[TEXT PROVIDED start]
The Washington metro subway authorities have announced plans for a “star search” of sorts (if you can call anything a “star search” in wonk-infested D.C.)

“Worried that commuters have turned a deaf ear to the ‘doors closing’ recording that warns when a train is about to pull out of a station, Metro officials plan to record a new message this year and are searching for new talent,” according to The Washington Post. “The agency is holding a contest to choose the next voice of Metro, and anyone — professional or amateur — is welcome to compete.”

According to the rules of the new contest, “contestants should record each of the following scripts three times using 1) an authoritative voice, 2) a polite voice, and 3) a serious voice, providing a total of six recordings.”

I. One arm, one leg, one briefcase, one purse … can block a train door and take a train out of service. One person can delay everyone. Please help us close the doors so we can all be on time.

(WTF–that seems rather long to Bigheadrob)
[TEXT PROVIDED end]
[INFORMATION GIVEN start]
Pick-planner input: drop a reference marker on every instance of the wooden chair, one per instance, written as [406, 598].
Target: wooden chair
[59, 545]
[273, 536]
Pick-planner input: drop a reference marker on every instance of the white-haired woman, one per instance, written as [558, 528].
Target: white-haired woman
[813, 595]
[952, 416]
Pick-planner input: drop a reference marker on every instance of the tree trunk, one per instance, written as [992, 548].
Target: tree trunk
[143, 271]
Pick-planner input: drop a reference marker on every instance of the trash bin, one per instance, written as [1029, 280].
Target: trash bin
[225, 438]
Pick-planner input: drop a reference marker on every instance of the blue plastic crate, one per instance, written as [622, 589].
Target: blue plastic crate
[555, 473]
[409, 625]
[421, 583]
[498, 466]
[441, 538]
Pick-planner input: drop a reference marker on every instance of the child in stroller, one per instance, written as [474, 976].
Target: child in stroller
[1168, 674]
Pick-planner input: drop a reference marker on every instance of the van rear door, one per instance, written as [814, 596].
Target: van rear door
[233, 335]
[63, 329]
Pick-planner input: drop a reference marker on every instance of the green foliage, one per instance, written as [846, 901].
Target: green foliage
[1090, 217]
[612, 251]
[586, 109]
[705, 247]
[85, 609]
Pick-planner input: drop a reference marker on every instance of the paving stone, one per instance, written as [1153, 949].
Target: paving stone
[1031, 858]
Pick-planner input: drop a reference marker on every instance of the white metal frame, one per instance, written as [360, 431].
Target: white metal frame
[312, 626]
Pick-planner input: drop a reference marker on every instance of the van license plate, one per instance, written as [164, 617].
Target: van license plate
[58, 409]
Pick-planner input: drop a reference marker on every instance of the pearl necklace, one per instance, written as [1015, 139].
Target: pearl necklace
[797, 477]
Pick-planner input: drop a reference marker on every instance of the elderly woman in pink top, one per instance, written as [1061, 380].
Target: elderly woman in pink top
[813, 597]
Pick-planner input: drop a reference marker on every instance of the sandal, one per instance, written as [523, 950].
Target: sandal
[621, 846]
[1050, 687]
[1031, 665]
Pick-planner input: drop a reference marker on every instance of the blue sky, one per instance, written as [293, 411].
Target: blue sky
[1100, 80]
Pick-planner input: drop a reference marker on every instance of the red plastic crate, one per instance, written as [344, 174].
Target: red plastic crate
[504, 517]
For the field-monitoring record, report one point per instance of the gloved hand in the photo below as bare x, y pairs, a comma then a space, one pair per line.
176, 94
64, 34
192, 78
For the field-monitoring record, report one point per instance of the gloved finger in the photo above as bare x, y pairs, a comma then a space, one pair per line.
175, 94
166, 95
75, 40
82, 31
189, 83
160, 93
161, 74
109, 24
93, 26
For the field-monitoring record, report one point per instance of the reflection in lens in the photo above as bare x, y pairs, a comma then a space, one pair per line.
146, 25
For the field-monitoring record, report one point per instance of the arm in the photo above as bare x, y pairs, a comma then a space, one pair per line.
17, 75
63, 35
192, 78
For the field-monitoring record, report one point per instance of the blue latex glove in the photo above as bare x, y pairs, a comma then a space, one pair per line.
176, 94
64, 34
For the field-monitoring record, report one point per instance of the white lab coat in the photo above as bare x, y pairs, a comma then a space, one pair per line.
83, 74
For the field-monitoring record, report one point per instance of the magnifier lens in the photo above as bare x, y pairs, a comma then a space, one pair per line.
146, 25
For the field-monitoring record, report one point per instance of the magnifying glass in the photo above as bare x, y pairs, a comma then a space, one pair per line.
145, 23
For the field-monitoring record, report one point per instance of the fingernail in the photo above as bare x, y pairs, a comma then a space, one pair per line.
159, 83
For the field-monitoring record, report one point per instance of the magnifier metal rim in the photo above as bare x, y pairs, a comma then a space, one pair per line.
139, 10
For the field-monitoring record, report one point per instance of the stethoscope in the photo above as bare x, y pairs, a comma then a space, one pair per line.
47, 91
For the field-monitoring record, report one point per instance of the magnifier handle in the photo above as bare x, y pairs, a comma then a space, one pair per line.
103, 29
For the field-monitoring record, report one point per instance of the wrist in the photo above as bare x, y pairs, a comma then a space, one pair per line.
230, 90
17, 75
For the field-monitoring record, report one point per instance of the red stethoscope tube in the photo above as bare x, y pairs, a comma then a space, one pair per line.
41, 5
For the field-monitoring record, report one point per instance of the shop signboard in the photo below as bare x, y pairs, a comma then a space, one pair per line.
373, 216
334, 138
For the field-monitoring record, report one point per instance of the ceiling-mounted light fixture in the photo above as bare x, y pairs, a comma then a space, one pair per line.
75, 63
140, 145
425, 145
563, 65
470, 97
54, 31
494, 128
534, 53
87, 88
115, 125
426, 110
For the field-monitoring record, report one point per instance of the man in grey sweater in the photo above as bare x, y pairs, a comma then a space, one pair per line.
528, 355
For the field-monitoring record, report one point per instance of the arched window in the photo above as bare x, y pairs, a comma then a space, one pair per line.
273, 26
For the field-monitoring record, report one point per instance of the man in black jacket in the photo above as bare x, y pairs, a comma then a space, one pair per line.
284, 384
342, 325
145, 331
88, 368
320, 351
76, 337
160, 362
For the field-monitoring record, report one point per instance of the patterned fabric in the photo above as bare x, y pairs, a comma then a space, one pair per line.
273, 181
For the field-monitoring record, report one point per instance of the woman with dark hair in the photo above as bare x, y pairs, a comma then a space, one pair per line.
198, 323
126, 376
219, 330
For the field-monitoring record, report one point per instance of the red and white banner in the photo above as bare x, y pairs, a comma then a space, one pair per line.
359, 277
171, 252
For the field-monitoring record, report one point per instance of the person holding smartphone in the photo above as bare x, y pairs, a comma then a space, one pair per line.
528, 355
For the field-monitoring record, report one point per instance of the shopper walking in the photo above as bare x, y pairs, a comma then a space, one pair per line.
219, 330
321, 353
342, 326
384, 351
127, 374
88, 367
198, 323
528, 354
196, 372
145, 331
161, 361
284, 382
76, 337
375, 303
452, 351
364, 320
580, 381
[INFORMATION GIVEN end]
**DESCRIPTION OF THE TASK:** Continue the post about the Metro voice contest, picking up right after its final line.

**REPLY TO THE TASK:**
II. Due to track maintenance we are currently experiencing delays between Grosvenor-Strathmore and Judiciary Square on the red line and between L’Enfant Plaza and Ronald Reagan Washington National Airport on the yellow and blue lines.

(hmmm…so these delays are common enough to have pre-made recordings on hand? Does that strike anyone else as odd? Shouldn’t the whys of those delays be looked into? And fixed?)

The Washington Metro Transportation Authrity says that a panel of judges on Metro’s staff will listen to all entries and select the top 10 voices based on vocal quality, versatility, enunciation and elocution. Metro will contact the top 10 contestants and take them to a studio to make professional recordings of their voices. A panel of
industry professionals will listen to the finalists and choose Metro’s new doors closing voice.

(I can’t help but be curious about the cost of all this.)

Metro plans to announce the winner in early February. Officials say that Metrorail riders should expect to hear the new voice on select trains in February.

Finally, Big Head Rob has a metro rant specific to those of us who ride the red line. What was the purpose of the New York Ave. station? No one — and I’m not exaggerating — ever gets on or off at that newly opened station. It’s pretty and all. But I have to walk quite a distance to get to the Dupont Circle Metro whenever I visit friends in Adams Morgan. That distance can’t be any different than the trek it would take riders to walk from the Rhode Island Ave. stop or Union Station. Just a thought, not a sermon.